═════ Extracted entries
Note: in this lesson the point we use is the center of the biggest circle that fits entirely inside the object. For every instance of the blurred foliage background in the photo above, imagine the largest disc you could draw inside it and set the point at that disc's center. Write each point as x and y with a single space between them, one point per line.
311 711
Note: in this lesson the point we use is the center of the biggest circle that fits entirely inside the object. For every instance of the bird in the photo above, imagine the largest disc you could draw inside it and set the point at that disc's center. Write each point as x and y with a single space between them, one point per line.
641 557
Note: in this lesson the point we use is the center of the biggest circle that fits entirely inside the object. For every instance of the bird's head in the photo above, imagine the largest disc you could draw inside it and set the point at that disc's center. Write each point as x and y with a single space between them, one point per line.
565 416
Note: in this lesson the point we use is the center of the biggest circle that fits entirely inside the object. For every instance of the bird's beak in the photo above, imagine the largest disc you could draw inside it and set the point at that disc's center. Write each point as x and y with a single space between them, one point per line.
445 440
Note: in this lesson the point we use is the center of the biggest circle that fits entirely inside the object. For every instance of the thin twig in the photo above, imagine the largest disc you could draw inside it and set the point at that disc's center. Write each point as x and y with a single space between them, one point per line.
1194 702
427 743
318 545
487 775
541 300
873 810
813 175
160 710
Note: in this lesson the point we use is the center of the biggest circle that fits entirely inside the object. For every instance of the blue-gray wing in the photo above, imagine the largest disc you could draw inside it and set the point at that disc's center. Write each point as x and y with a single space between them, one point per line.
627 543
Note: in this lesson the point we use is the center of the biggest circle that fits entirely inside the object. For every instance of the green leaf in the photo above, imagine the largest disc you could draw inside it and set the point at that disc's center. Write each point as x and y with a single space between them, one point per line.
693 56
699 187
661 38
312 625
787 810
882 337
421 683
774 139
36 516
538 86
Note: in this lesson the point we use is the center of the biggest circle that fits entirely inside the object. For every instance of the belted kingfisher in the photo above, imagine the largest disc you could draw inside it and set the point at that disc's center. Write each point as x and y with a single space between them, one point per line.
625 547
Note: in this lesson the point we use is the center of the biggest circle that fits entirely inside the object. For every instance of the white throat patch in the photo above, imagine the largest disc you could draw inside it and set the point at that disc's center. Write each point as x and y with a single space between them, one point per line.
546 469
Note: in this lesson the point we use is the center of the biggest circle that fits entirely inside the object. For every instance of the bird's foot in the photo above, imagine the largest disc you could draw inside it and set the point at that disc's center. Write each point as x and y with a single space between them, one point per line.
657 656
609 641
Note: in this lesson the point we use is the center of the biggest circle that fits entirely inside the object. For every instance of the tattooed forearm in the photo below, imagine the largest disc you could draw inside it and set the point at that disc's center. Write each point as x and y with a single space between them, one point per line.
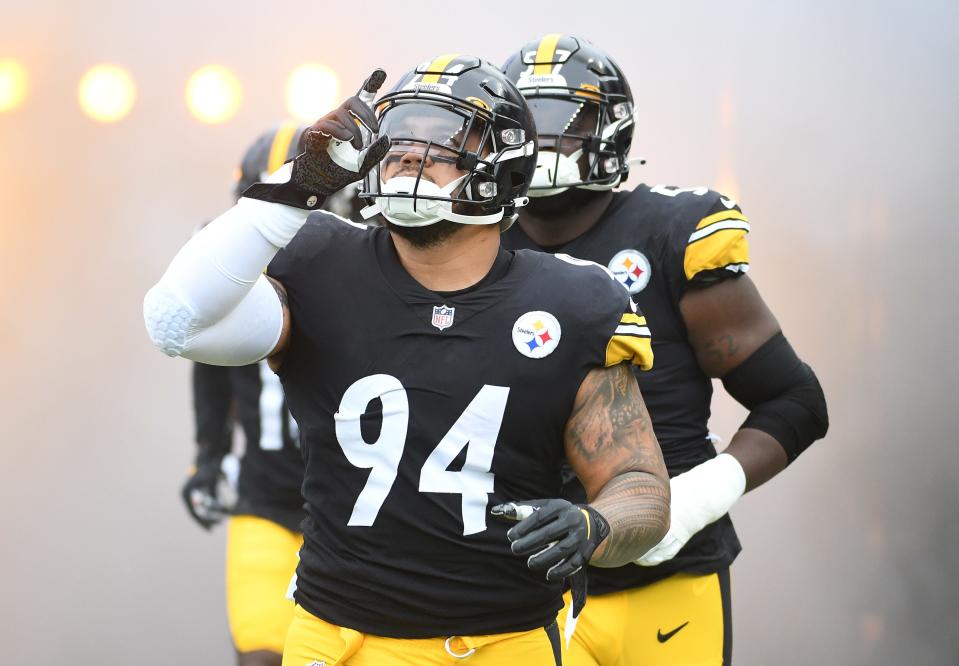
636 505
721 349
612 448
280 292
608 406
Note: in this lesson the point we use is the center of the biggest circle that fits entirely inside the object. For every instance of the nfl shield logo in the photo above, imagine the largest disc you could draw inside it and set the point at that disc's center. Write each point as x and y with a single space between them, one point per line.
443 316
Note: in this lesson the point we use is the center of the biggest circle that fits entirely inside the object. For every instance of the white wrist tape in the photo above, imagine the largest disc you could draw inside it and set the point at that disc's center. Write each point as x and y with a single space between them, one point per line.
276 222
705 493
213 305
698 497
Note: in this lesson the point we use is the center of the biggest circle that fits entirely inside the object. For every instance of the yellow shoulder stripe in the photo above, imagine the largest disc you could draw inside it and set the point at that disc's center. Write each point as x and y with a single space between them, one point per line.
545 53
721 215
280 147
727 248
636 350
438 66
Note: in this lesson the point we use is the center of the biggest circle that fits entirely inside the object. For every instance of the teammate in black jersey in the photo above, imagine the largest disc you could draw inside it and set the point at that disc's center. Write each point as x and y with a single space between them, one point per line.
436 378
264 531
683 255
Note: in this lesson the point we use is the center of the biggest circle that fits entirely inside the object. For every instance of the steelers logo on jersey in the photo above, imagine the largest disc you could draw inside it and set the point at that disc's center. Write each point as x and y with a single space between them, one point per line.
536 334
631 268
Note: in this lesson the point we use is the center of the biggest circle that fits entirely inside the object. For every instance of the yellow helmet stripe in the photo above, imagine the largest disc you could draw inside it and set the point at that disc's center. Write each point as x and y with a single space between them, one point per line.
280 147
630 318
439 66
545 53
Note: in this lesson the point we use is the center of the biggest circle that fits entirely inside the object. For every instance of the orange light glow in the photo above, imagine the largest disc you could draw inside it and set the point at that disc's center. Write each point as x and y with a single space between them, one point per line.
107 93
13 84
213 94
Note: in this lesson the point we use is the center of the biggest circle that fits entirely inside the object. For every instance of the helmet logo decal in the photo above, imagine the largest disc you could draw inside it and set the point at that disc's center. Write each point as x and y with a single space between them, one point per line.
536 334
631 269
543 75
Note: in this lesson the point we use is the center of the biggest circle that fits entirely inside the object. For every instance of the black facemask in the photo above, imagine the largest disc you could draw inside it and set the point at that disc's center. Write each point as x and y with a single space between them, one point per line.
425 237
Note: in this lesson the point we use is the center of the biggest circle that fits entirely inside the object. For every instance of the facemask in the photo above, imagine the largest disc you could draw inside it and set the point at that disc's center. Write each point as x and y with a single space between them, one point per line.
417 211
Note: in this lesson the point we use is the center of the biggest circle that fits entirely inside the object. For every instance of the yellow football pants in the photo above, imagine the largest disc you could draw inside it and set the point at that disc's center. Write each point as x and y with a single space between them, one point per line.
261 557
683 620
314 642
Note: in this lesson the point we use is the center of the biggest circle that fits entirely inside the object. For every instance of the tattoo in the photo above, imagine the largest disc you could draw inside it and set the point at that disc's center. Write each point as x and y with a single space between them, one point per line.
722 348
636 506
612 406
612 447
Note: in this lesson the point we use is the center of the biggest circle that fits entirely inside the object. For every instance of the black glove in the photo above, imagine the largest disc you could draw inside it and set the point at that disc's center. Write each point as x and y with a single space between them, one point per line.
558 536
338 136
200 492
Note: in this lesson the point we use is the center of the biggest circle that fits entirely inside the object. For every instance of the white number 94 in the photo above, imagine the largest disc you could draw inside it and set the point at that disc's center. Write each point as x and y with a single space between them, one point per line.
476 429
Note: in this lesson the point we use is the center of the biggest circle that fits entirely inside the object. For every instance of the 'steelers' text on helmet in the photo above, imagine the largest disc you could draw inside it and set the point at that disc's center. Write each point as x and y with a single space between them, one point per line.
462 111
583 109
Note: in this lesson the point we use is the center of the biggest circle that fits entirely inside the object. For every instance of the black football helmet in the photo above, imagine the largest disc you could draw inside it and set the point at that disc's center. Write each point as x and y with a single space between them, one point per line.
464 112
267 154
583 109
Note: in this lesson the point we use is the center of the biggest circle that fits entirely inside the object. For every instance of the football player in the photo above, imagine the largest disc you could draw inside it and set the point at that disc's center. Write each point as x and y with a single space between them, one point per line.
439 381
683 254
263 535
══════════
Set problem:
The records above are to be reproduced exactly; the pictures are to be left out.

Response to this task:
Note: in this lesson the point we use is the center of the biggest circle that fits entirely inside the object. For every instance of the blurred foliage background in the photo above, imagine the largest disc you could draw inside it and set the point at that disc's center. Write each point as x and y with a single space between them, one point per line.
311 711
Note: in this lesson the point we use is the center of the biggest circle that fits entirely inside the object. For every instance of the bird in the photo above, imagine the largest disc you could draw inside it and set the point at that disc's center. Write each point as x and y with a single space between them, one point per line.
641 557
Note: in this lesson the point we use is the center of the biggest circle that fits entirely inside the object. For every instance of the bird's head in the photo above, imagine the largest disc you could draw inside it and set the point at that disc's center. Write each point as x and y with a single space between them, one point per line.
565 416
Note: in this lesson the point we use is the center of the biggest circle that fits entirely inside the object. For every instance of the bird's beak in the photo above, imagine the largest disc you could draw inside it and set the point at that disc's center. Write each point as x and y with a single space between them, one point per line.
445 440
Note: in this lesson the point we use is the center of the biggest circle that fits entirely inside the object. For every instance of the thin twig in the photo above, imagine the largest disc you could draw inside it and set the point at that disc's center. Write each point as x and y with a single space between them, one point per line.
1194 702
427 743
318 545
487 775
541 300
873 810
813 175
160 710
Note: in this lesson the point we use is the center of the biggest circle that fits entirely inside the object. For every instance of the blue-gray wing in the photo above, imagine the largest disc you could draw inside it and set the point at that disc's center. Write each point as x and y with a single space between them, one point per line.
627 543
Note: in this lesson the point we use is the center of the biggest circle that fits entirely inside the object. For every instance of the green leaf in the photo above, imagine the largest disc you could draw inside it and set the point at that disc's center. Write each point as x and y with a single space between them, one point per line.
693 56
699 187
661 38
312 625
787 810
882 337
421 683
774 139
36 516
538 86
Note: in this lesson the point we use is the center of the biggest circle that fits entirely inside the object. For every instance of the belted kingfisher in the photo above, imagine the largest disc you could draw inside it and set the point at that disc's center. Write each point as x and y with a single space between them, one point per line.
625 547
Note: in this lesson the point we use is the center of the biggest circle that fits entirely inside the object. For every instance of the white throat patch in the photo above, imagine the largest disc you could draw inside it and set the point at that disc's center. Write each point as x and y with a single space between them, one point per line.
546 469
Note: in this lesson the point we use is the center of the biggest circle that fits entirely inside the object. For every instance of the bird's foot in the photo above, imagine the largest disc you could draw inside it and set the point at that disc's center. Write each point as x and y with a single space between them, one point per line.
657 656
609 641
Note: in this lesson the point we use is the center of the biggest circle that fits entirely inside the object. For every instance of the tattooed forearm in the photo below, imagine the largest disc you could draw inside it and set the point at that disc's center. Write each point as x and y with a single space between them, one point per line.
636 505
721 349
612 448
280 292
608 406
Note: in this lesson the point we use is the center of the biggest circle that fits entirely inside the object. For every instance of the nfl shield logo in the photo above, imagine the largest disc you could draw inside it and set the point at that disc's center. Write each point as x and y with a single space between them, one point per line.
443 316
Note: in this lesson the point we use is the center of the biggest circle that fits entirely inside the object. For every instance of the white wrist tape in the photo above, imagine the largest disc you could draw inside it and set the point at that disc's center. Write each point as x and y with a single space between them, one point per line.
276 222
705 493
213 305
698 497
Note: in this lesson the point we use is the center of the biggest circle that fits entirely inside the object. For every instance of the yellow shoulder stripe in the photo above, imagine the largest disc you could draw inside it and set the point at that disc's center. Write each point as x and y with a single space between them, one point per line.
545 53
721 215
280 147
727 248
636 350
438 66
Note: in this lesson the point we use is the center of the biggest circle that fits entirely inside the object. For every instance of the teammate in black jersey in the photo above, imagine the largest disc you could draw inside it and set the point at that disc's center. Write each point as x and y with a single space between them, one point per line.
436 378
264 531
683 255
Note: in this lesson the point we use is the center of the biggest circle that fits entirely inside the object. For every instance of the steelers logo on jersey in the photo above, imagine the largest disc you could draw inside it and set the point at that disc's center. Write each point as x and y with a single space between them, one point per line.
536 334
631 268
Note: in this lesson the point we use is the center of the biggest circle that fits entirely inside the object. For every instance of the yellow helmet stripe in the photo above, imagine the largest disc you could draw inside it and set the point at that disc's center. Write each point as x and y with a single space between them, one point per line.
280 147
630 318
439 66
545 53
Note: in this lesson the point we use is the center of the biggest circle that fits entirely inside the object. For every instance of the orange light glow in the photo above, imagine the largest disc you could draw inside it and set the point at that disc's center. Write each point as x and y with a single space between them, one point per line.
107 93
13 84
213 94
Note: in this lesson the point we use is the center of the biggest circle that fits entirely inside the object. For every instance of the helmet logo decal in the photo above, imagine the largest disc you could draw inside it and set the point at that disc's center. Write each point as x and y with a single space between them, one point per line.
536 334
631 269
543 75
Note: in this lesson the point we use is the center of the biggest circle that fits entirely inside the object. For every instance of the black facemask in the photo above, imagine the largest disc you could draw inside it and set the point at that disc's center. Write each point as x and y with a single space between them, one point per line.
425 237
Note: in this lesson the point we use is the center of the biggest circle that fits entirely inside the object. For every instance of the facemask in the photo above, imagine the largest disc you could draw inside it and set the point at that disc's center. Write each point as x and y with a single space between them, one point per line.
417 211
Note: in this lesson the point we use is the center of the biggest circle that fits entirely inside the object. For every instance of the yellow football pants in the photo above, imagine the largest disc you could draw inside it and set the point at that disc's center. Write each point as x and y with a single space between them, one point per line.
261 557
683 620
314 642
Note: in this lesson the point we use is the center of the biggest circle that fits entirely inside the object. For every instance of the tattoo in the photo above, imagine the largest disc you could draw inside it and set the point at that disc's center. Write each point as x and y with a single space between them, one point per line.
722 348
636 506
612 406
612 447
Note: in this lesson the point we use is the center of the biggest circle that fits entirely inside the object. For every instance of the black glove in the photo above, imagine the largest disc you could draw inside it and set the point at that disc's center. Write each point as x and y with a single space between them, one point per line.
558 536
338 136
200 492
Note: in this lesson the point we use is the center of the biggest circle that fits entirely inside the object. For every instance of the white number 94 in the photo above, imagine the largest disc you could draw inside it and set the point at that disc's center. Write each point as x and y with a single space between them, one point per line.
476 429
Note: in this lesson the point we use is the center of the biggest circle that fits entirely inside the object. For every instance of the 'steelers' text on helmet in the photo above, imagine the largest disc you could draw inside it and set the point at that disc's center. Write each point as x and y with a single space between them, one point per line.
462 111
583 109
Note: in this lesson the point we use is the center of the biggest circle that fits entirely inside the object. For every instance of the black football helmet in the photo above, imagine the largest disc you could draw inside it and set the point at that disc's center. Write each point as x and y with a single space between them, one point per line.
464 112
267 154
583 109
Note: in this lesson the point we use is the center of the biggest circle that fits entirely inside the object. For every instance of the football player in the photo above, imagine the largest disc you could draw inside it and set the point at that disc's center. Write each point as x and y with a single space between them, one point per line.
439 381
683 254
263 535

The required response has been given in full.